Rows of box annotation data
******************************

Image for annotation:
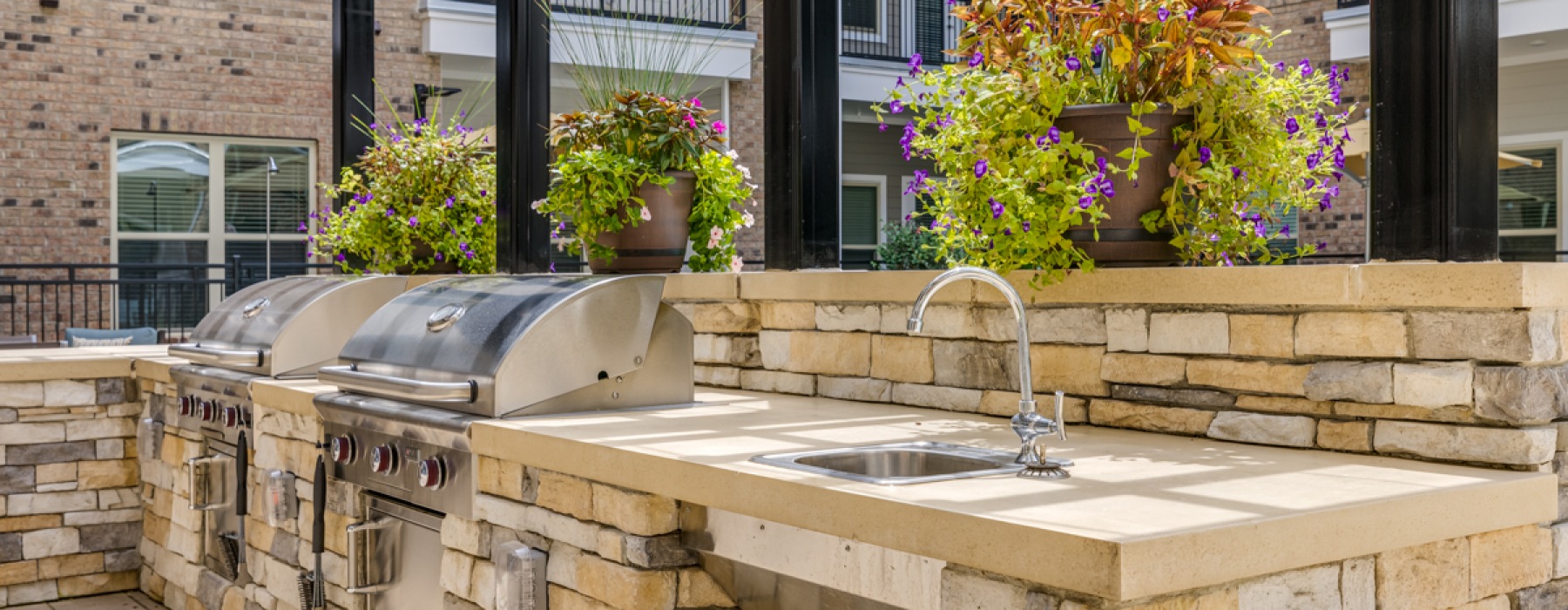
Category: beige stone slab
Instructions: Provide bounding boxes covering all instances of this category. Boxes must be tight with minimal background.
[0,348,132,381]
[470,392,1557,600]
[251,379,337,417]
[665,273,740,302]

******************************

Your objective –
Replace "beige stone slab" with "tan stone slab" in all the items above, keeping everything else the same. Leave the pictures out of your copy.

Result for this task –
Image for annotation:
Category: tan stone slab
Instructions: Provide bounding boxes covering all instances of this category. Boxes must be tight with minimal background.
[0,348,132,381]
[470,392,1557,600]
[251,379,337,417]
[665,273,740,302]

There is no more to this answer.